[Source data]
########

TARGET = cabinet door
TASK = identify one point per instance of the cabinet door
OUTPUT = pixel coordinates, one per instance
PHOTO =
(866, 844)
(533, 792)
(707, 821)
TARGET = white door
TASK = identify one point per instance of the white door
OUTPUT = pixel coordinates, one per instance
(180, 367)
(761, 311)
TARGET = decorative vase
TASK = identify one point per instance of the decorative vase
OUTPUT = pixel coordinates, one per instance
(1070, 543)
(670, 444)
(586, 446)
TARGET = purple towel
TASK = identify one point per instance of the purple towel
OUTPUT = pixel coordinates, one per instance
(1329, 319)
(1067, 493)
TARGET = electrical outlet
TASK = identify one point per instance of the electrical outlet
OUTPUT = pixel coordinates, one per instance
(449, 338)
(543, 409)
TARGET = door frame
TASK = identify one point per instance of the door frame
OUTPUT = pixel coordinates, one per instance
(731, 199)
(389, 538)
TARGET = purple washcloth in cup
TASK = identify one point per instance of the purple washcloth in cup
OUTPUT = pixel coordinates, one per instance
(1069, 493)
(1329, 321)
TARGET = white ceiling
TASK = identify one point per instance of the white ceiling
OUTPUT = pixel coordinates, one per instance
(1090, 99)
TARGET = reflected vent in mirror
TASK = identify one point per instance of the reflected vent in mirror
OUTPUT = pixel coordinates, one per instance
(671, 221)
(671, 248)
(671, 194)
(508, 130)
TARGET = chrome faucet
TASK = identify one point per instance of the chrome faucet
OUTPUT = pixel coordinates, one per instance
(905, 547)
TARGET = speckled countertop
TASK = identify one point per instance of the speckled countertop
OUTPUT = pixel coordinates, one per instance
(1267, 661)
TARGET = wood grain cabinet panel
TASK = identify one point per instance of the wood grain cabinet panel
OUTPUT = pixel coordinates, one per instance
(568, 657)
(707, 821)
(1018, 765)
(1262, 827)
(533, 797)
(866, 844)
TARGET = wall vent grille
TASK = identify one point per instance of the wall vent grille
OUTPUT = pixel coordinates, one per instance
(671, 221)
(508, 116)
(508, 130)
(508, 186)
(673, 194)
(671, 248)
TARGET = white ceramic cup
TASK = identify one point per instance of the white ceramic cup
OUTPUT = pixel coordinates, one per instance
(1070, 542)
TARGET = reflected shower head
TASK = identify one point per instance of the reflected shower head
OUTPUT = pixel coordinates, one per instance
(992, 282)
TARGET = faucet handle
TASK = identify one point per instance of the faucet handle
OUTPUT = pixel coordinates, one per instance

########

_Task brief_
Copy out the lines from the line containing "TARGET = chrome faucet" to the end of the listing above, without alteration.

_Task solution_
TARGET = chrome faucet
TASK = identify one point per instance of the chrome faucet
OUTPUT = pixel coordinates, one per instance
(905, 547)
TARGET = speckled countertop
TASK = identify one point per instance of the speckled countertop
OUTPUT = pixel coordinates, one per instance
(1267, 661)
TARGET = wood grain cabinet panel
TASK = identify one point per instance of the wood grain cabinet panel
OUTPUT = pixel coordinates, one per instance
(568, 657)
(707, 821)
(1018, 765)
(1262, 827)
(533, 797)
(866, 844)
TARGET = wall vent grille
TASK = identify one point per instance of the wall vent grille
OUTPUT = pixel coordinates, one per instance
(671, 221)
(508, 116)
(508, 130)
(508, 186)
(673, 194)
(671, 248)
TARGET = white ceramic cup
TASK = identify one point per instance of the white ceramic cup
OUTPUT = pixel coordinates, one per instance
(1070, 542)
TARGET = reflected shower head
TASK = identify one point per instance of the reflected shower head
OUTPUT = pixel coordinates, one per instance
(992, 282)
TARGET = faucet handle
TASK = identify one point per instance of the faucet handle
OUTPUT = pixel coordinates, one per instance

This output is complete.